**DIRECTIONS FOR THIS TASK:** Please transcribe, exactly and only, the lines of the records below from the one holding "Could you mark every instance of the ornamental" to the very end.

START DATA EXCERPTS

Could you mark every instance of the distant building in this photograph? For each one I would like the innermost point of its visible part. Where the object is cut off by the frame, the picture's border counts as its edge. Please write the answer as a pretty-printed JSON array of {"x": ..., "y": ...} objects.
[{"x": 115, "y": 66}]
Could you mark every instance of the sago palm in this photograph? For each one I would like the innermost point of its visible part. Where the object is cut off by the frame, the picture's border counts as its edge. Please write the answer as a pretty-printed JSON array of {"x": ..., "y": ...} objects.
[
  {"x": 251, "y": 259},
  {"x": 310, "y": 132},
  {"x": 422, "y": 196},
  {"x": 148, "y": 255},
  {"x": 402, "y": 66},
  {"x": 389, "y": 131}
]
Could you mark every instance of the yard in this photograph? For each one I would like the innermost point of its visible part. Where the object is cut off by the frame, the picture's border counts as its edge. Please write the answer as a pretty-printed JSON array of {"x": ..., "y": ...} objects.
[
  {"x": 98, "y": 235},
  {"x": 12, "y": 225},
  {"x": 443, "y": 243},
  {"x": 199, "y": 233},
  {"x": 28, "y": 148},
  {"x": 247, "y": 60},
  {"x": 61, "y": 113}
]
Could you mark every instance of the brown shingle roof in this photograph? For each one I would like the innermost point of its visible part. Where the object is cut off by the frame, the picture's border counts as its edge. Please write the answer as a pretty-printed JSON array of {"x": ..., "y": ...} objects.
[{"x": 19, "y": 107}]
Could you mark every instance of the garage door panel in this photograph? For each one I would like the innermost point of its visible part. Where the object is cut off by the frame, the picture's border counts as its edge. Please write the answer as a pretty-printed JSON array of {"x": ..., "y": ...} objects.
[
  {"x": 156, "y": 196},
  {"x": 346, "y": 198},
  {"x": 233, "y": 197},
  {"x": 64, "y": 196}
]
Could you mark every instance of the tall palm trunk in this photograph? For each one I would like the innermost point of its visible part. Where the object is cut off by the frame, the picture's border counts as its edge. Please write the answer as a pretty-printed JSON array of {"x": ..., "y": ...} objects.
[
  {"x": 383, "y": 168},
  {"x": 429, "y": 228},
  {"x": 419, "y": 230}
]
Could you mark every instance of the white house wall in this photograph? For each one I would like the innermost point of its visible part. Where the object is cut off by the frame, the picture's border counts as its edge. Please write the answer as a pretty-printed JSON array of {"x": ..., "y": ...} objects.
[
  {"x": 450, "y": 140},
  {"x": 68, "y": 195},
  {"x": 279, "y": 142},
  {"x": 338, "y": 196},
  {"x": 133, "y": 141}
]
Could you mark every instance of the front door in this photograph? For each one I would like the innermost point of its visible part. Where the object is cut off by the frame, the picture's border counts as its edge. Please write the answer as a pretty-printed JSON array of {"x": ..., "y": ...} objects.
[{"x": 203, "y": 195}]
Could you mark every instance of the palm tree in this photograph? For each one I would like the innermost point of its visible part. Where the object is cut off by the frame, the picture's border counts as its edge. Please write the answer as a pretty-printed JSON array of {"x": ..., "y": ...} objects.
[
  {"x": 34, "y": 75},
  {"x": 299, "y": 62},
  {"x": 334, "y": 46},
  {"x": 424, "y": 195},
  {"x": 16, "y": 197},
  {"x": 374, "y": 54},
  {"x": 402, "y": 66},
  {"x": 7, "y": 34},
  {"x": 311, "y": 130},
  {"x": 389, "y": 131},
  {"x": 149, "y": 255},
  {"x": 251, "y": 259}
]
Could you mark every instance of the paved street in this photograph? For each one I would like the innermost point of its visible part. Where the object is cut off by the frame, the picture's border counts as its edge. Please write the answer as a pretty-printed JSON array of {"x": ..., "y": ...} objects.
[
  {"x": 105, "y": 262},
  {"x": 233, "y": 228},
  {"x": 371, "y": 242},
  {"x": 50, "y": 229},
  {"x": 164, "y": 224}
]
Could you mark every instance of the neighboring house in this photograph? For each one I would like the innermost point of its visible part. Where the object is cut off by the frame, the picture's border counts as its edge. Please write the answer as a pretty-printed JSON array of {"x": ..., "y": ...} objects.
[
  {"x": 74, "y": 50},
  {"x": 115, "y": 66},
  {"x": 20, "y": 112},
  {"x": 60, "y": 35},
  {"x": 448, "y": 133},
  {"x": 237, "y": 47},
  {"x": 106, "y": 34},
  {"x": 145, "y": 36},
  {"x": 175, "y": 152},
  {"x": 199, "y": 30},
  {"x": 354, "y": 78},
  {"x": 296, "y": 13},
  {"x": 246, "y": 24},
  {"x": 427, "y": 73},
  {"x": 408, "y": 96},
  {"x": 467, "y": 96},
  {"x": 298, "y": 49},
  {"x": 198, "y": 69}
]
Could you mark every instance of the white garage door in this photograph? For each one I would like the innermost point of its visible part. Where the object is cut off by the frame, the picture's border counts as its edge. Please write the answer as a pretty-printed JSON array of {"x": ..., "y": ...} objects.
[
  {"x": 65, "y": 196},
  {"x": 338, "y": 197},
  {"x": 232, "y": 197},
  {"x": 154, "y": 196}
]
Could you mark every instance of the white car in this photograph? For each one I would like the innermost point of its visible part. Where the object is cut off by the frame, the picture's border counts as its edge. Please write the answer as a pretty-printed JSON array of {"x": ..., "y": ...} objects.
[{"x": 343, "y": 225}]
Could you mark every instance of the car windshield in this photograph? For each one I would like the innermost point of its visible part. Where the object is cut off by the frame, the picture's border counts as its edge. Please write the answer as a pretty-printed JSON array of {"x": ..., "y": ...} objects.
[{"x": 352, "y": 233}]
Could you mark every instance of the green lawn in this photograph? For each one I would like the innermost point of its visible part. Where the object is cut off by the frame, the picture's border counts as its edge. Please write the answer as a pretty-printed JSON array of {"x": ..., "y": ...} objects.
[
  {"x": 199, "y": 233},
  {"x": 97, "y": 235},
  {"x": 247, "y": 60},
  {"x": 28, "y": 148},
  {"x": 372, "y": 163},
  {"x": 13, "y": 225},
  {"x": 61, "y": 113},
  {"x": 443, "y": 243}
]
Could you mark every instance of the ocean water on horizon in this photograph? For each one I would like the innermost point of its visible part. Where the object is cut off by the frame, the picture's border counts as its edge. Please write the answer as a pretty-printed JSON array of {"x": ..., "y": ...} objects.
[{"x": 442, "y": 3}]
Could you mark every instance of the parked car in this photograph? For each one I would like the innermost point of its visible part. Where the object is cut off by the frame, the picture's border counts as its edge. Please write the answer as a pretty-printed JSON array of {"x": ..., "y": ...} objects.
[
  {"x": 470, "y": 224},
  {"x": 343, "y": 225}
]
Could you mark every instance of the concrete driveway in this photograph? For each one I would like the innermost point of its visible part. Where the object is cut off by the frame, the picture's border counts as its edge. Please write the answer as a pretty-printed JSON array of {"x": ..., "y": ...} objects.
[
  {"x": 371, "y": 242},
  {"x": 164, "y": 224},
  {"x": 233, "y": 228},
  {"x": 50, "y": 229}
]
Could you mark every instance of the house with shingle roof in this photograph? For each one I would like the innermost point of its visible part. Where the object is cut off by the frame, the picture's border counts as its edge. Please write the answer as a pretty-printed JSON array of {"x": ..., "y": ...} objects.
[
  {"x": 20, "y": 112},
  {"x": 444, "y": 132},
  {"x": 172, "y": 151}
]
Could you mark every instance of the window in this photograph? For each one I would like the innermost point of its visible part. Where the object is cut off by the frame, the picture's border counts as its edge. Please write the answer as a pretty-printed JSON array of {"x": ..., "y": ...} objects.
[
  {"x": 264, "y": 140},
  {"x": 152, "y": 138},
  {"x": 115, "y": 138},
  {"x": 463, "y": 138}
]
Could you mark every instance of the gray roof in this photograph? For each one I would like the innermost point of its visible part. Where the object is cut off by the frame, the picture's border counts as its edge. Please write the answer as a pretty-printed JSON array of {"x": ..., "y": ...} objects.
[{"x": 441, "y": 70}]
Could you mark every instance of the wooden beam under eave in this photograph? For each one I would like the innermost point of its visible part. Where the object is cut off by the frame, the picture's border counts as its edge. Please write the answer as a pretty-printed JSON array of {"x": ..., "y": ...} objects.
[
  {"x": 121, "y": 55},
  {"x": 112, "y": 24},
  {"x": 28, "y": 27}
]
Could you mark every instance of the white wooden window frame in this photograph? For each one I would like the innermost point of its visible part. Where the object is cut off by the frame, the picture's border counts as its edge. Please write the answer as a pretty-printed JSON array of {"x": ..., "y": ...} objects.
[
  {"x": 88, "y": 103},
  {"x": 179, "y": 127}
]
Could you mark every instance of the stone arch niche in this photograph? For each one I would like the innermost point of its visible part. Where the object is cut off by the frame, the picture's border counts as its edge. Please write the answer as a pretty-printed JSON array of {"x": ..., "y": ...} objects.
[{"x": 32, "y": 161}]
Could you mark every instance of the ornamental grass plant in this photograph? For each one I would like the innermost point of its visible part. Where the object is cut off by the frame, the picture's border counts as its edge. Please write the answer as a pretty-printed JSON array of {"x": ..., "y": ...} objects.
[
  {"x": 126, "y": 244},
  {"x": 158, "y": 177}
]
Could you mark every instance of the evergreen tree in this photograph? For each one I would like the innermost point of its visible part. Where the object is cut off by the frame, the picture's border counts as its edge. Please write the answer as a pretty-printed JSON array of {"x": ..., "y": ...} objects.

END DATA EXCERPTS

**TASK RESPONSE:**
Could you mark every instance of the ornamental grass plant in this photograph? For each one I would like the innermost point of its visible part. Where the object is cut off by the frame, the picture's border counts as its edge. Please write the answer as a pretty-printed JSON array of {"x": ..., "y": ...} objects.
[
  {"x": 126, "y": 244},
  {"x": 158, "y": 177}
]
Could you mark every instance of the evergreen tree in this photograph? For each one I would like the innermost point of its visible part. Where the object is cut off by the frame, the picture's border counts as its edge. Please write the answer as a pretty-printed JSON array of {"x": ..., "y": ...} objects.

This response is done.